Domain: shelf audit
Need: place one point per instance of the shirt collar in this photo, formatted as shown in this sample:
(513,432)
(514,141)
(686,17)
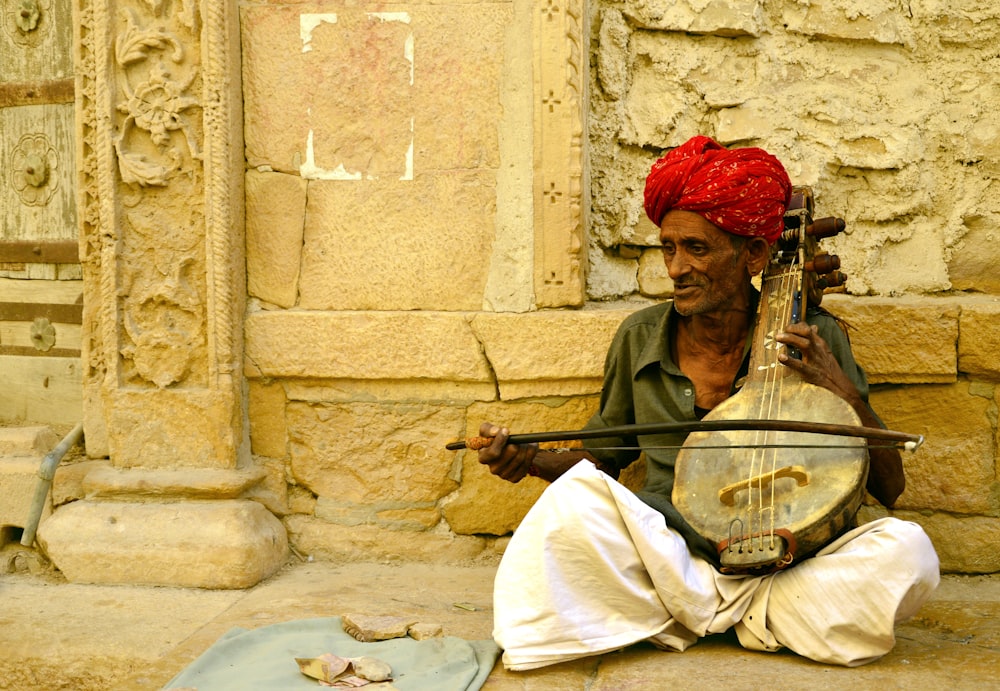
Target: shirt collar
(657,349)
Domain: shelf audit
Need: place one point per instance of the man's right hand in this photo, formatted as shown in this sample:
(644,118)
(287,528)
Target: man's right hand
(508,461)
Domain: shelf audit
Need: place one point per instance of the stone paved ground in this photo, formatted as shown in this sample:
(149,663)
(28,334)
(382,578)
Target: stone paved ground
(58,635)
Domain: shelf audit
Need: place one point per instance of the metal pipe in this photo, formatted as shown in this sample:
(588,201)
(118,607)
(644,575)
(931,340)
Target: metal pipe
(46,473)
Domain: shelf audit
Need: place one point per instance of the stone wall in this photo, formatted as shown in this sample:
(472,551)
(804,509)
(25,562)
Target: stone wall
(396,295)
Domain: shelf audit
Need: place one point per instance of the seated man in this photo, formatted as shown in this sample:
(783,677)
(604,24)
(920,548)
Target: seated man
(594,567)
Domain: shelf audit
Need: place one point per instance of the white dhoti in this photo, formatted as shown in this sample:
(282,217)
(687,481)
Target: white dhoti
(592,569)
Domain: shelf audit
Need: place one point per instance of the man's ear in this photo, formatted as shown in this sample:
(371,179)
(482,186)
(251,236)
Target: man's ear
(758,253)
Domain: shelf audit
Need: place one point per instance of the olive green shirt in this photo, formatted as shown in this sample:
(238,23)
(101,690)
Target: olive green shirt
(643,384)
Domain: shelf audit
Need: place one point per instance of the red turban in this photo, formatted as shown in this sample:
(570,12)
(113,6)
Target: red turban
(742,191)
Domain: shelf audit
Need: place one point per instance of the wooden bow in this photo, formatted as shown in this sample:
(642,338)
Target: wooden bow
(910,442)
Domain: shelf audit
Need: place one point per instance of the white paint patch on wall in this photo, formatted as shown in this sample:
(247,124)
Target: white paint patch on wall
(309,22)
(310,171)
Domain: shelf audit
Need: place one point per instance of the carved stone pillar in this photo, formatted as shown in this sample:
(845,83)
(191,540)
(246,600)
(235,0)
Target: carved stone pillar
(159,117)
(560,192)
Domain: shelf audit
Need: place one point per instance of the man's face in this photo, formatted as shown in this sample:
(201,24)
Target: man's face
(709,273)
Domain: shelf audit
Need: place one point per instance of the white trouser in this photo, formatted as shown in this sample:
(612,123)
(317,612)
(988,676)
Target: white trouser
(592,569)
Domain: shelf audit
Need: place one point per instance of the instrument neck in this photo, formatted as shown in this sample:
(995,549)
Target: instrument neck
(782,301)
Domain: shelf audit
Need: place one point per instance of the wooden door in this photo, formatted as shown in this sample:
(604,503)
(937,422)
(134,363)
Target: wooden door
(41,289)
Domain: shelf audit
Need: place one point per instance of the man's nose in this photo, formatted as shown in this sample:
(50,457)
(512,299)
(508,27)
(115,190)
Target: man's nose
(677,264)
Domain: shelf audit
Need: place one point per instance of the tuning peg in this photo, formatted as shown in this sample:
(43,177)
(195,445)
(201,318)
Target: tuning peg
(823,263)
(825,227)
(831,280)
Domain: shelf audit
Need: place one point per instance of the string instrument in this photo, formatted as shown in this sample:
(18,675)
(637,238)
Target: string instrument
(778,470)
(762,503)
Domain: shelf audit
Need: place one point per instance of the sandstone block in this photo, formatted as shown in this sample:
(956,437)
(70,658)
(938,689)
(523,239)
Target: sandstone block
(210,544)
(275,213)
(954,470)
(739,18)
(547,347)
(329,542)
(27,441)
(965,544)
(373,454)
(171,428)
(18,481)
(266,413)
(187,483)
(654,281)
(316,103)
(901,340)
(399,245)
(67,485)
(979,339)
(879,21)
(364,345)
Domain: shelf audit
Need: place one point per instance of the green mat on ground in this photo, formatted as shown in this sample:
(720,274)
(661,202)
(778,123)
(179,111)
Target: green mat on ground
(264,659)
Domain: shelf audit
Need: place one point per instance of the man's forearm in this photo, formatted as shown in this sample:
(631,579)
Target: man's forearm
(550,464)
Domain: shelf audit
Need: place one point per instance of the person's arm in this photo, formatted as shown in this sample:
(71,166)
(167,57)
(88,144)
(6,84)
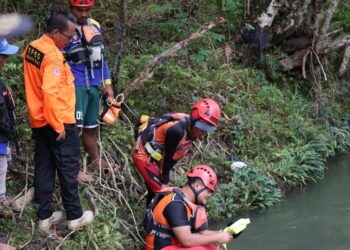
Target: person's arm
(189,239)
(107,82)
(173,137)
(52,70)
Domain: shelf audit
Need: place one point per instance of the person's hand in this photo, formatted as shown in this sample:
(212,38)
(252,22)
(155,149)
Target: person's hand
(61,136)
(166,187)
(224,237)
(109,91)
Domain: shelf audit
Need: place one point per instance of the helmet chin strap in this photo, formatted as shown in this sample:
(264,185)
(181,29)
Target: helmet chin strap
(196,194)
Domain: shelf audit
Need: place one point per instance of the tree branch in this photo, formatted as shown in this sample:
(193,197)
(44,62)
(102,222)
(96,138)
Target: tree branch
(330,13)
(345,61)
(150,65)
(120,41)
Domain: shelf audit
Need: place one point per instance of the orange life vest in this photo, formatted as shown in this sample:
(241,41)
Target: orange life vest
(152,138)
(156,224)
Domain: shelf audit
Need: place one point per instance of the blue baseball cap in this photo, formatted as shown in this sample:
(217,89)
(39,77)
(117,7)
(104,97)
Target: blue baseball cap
(6,48)
(204,126)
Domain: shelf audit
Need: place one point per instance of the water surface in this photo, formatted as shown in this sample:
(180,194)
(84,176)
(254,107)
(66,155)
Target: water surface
(314,218)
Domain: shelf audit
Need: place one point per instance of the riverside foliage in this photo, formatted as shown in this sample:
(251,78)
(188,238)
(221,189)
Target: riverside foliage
(269,124)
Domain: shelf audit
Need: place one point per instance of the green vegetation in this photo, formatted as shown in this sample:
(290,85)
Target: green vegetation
(270,124)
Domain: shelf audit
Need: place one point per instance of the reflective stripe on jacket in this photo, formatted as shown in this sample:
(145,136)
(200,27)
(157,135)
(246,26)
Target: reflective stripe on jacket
(158,225)
(49,85)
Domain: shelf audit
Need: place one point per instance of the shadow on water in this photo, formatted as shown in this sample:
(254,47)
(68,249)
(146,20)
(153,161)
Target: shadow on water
(315,218)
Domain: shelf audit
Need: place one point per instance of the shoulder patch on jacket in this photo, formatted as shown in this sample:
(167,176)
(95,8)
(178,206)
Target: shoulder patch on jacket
(34,56)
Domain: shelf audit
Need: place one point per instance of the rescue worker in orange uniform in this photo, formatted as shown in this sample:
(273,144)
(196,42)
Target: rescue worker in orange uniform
(178,218)
(165,140)
(85,55)
(50,100)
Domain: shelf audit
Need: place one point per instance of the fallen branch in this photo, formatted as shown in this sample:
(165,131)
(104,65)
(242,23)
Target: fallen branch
(150,65)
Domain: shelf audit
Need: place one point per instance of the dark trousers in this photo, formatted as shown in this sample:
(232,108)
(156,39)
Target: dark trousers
(51,156)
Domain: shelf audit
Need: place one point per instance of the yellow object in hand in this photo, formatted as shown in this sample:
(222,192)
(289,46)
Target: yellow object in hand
(236,228)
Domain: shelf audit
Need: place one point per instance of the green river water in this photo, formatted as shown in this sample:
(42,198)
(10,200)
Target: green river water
(314,218)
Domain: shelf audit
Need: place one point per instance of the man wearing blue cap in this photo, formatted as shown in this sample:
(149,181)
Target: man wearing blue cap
(7,123)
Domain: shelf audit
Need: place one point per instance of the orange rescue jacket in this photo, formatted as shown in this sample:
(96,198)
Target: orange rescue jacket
(49,85)
(158,226)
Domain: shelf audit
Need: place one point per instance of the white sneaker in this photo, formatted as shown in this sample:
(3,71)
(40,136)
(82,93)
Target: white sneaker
(56,217)
(85,219)
(24,200)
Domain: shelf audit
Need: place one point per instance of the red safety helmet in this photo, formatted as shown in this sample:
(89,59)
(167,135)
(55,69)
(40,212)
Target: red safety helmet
(206,174)
(82,3)
(208,110)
════
**Written task:**
Gather every line of the material above that contains the word "life" and copy each one out.

**Result of this task:**
Need: place one point per instance of the orange life vest in this photo, formatted as shown in this sample:
Target: orange life vest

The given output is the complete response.